#### What you are asked to do
Arrange everything from the start of the data down through the line containing "[[151, 348], [797, 351], [293, 496]]" as a numbered list, skipping any blank lines.
★ ★ ★ ★
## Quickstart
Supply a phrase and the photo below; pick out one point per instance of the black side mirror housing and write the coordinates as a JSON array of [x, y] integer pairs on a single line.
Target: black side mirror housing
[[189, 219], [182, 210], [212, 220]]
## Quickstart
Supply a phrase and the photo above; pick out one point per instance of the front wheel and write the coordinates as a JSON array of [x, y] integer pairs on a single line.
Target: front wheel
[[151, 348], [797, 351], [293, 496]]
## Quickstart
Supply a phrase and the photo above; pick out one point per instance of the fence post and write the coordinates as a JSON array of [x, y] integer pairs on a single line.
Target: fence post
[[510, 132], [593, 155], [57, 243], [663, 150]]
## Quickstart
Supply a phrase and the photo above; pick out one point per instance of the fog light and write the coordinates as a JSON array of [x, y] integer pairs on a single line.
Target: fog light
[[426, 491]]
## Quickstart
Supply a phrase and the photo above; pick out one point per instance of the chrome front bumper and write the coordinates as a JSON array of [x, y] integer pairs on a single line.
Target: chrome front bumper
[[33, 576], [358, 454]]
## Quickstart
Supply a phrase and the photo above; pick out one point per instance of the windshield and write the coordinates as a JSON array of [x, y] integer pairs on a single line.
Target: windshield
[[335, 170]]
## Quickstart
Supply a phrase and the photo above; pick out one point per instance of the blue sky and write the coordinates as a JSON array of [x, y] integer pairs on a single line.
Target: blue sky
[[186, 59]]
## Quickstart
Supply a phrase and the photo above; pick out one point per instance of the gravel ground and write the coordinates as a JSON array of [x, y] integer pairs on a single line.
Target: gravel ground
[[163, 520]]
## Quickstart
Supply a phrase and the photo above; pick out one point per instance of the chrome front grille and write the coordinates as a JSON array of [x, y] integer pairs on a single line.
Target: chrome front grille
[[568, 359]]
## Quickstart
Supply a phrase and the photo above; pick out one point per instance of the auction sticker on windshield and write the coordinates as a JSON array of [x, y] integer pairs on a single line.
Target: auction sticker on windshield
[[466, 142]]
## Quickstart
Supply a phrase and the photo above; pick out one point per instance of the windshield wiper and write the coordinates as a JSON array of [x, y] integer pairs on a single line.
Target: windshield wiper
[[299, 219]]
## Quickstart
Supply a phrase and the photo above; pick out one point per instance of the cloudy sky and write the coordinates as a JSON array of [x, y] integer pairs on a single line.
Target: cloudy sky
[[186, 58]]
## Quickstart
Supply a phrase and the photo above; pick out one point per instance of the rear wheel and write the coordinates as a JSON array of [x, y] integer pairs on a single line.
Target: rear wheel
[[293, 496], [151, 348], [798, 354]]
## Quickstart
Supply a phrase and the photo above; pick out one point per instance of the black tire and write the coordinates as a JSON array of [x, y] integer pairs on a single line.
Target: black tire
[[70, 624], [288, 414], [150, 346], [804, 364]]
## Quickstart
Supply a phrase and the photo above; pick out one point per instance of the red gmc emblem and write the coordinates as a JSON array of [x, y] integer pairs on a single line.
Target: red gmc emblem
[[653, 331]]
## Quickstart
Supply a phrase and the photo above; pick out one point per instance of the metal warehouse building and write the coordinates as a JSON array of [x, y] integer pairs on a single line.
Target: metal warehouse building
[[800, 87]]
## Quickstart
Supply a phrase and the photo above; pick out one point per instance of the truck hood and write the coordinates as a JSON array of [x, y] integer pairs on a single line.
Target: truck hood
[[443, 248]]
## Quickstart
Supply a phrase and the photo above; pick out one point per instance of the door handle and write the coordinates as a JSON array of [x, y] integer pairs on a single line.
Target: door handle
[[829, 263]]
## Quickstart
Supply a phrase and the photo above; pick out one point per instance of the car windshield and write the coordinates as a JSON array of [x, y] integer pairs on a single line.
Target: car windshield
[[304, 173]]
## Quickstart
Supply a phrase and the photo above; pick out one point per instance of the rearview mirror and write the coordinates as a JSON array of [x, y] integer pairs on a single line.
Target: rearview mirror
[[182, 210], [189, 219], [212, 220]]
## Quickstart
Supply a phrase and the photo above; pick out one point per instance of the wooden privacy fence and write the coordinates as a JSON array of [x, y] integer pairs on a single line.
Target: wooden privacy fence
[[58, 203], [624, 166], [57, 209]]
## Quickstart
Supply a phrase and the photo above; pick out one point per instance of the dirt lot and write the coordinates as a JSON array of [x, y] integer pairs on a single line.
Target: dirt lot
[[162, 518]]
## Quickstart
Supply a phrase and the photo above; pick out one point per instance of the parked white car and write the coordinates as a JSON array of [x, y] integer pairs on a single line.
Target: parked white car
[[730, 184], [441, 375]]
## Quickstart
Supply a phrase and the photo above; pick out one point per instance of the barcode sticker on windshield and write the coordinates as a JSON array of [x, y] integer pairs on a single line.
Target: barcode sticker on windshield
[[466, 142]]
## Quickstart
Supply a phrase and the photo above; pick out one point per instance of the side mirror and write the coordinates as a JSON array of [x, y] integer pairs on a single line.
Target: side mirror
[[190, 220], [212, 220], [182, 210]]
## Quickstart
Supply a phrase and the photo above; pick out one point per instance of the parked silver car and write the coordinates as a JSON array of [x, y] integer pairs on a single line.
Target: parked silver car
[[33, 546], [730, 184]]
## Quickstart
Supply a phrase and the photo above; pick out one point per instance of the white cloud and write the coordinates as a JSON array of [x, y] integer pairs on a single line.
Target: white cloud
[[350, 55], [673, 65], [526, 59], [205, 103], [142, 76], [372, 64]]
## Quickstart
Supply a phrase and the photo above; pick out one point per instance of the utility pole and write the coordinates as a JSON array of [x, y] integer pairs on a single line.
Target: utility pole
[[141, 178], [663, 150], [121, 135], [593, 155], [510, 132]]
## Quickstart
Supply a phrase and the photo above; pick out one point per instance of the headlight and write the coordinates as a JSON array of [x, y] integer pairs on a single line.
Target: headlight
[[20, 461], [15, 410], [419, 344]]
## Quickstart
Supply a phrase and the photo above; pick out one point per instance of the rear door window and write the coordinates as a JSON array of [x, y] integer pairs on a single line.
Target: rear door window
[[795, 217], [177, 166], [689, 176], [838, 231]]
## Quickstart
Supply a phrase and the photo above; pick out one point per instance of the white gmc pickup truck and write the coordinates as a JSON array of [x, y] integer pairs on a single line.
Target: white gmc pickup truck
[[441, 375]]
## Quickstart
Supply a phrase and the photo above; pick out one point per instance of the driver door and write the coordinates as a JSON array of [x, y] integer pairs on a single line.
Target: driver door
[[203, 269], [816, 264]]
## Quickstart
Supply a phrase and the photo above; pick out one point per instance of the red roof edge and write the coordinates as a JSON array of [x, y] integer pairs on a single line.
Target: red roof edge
★ ★ ★ ★
#### Task answer
1. ## Quickstart
2. Supply a phrase and the photo below; pick out one point per instance of the black side mirror housing and write the coordinates as a JSON array of [x, y] integer pairs on a single line.
3. Target: black side mirror housing
4. [[189, 219], [182, 210], [212, 220]]
5. ## Quickstart
6. Supply a phrase and the photo above; pick out one point per instance of the front wheel and write the coordinates as a JSON array of [x, y] integer pairs on a single line.
7. Target: front wheel
8. [[151, 348], [797, 351], [293, 496]]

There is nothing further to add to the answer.